### [REQUIRED ACTION]
List every individual person named in the text on the siege of Smerwick, giving each one once under the fullest name the text uses.
____ TEXT UNDER STUDY
Commanders and leaders
- The 14th Baron Grey de Wilton: Sebastiano di San Giuseppe

Strength
- ~4,000: 400–700

= Siege of Smerwick =

Siege and massacre during the Second Desmond Rebellion, 1580

The siege of Smerwick took place at Ard na Caithne (the Hill of the Arbutus Tree, known in English as Smerwick) in November 1580, during the Second Desmond Rebellion in Ireland. A force of between 400 and 700 Papal freelance soldiers, mostly of Spanish and Italian origin, landed at Smerwick to support the Catholic rebels. They were forced to retreat to the nearby promontory fort of Dún an Óir, where they were besieged by the English. The Papal commander parleyed and was bribed, and the defenders surrendered within a few days. The officers were spared, but the other ranks were then summarily executed on the orders of the English commander, Arthur Grey (Baron Grey de Wilton), the Lord Deputy of Ireland.

==Background==
James Fitzmaurice Fitzgerald landed a small Papal invasion force in July 1579, initiating the Second Desmond rebellion. This continued for three years, though Fitzmaurice was killed within weeks of the landing.

The following year, on 10 September 1580, a squadron of Spanish ships under the command of Don Juan Martinez de Recalde landed a Papal force of Spanish and Italians at Smerwick, on the Dingle Peninsula, near Fitzmaurice's landing-point. The force numbered 600 men, and brought with it arms for several thousand. It was commanded by Sebastiano di San Giuseppe (a.k.a. Sebastiano da Modena), paid for and sent by Pope Gregory XIII, and was a clandestine initiative by Philip II of Spain to aid the rebellion. It was found later that none of the Spanish officers had a commission from King Philip, nor the Italians from Pope Gregory, though the latter had been granted indulgences for taking part. At the time, neither Spain nor the Papacy was formally at war with England, but the papal bull Regnans in Excelsis of 1570 had released observant Catholics from their allegiance to Queen Elizabeth I of England and Ireland.
________
____ DATASET EXCERPTS
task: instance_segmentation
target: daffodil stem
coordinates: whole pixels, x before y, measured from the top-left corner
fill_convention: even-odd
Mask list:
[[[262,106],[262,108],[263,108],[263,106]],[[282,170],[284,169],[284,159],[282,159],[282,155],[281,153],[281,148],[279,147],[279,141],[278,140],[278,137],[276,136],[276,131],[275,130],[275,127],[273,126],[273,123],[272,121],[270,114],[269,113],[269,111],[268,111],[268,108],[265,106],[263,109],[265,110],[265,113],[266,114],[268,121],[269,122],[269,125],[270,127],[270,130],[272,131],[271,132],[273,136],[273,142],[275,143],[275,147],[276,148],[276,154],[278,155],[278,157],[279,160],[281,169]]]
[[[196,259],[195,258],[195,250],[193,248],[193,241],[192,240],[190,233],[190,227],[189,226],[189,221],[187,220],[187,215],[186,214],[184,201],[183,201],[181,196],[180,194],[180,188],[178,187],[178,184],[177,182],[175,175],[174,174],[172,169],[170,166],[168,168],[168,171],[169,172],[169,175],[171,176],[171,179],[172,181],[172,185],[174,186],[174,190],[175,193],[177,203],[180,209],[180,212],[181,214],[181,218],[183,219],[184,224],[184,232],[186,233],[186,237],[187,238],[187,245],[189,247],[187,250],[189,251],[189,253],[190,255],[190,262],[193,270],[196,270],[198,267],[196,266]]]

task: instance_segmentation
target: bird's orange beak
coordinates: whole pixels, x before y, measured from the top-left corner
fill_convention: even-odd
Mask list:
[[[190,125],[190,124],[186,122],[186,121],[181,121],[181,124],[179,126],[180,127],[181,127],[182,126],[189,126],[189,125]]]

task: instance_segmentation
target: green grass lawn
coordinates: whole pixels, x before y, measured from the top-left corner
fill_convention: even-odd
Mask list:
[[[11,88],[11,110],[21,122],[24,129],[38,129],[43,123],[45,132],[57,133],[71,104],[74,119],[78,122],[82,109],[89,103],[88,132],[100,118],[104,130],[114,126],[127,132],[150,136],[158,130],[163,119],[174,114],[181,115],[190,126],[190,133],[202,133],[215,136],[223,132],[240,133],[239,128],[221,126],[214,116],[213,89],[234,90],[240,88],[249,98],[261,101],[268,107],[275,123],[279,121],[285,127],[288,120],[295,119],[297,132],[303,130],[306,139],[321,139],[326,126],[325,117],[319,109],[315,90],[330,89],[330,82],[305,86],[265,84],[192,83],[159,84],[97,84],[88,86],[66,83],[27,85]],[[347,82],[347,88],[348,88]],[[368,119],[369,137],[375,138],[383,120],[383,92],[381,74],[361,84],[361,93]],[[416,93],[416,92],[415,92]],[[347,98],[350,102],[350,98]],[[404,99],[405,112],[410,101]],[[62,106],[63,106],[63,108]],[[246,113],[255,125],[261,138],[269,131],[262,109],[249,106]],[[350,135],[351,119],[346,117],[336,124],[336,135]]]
________
### [ANSWER BOX]
- Arthur Grey, 14th Baron Grey de Wilton
- Sebastiano di San Giuseppe (Sebastiano da Modena)
- James Fitzmaurice Fitzgerald
- Don Juan Martinez de Recalde
- Pope Gregory XIII
- Philip II of Spain
- Queen Elizabeth I of England and Ireland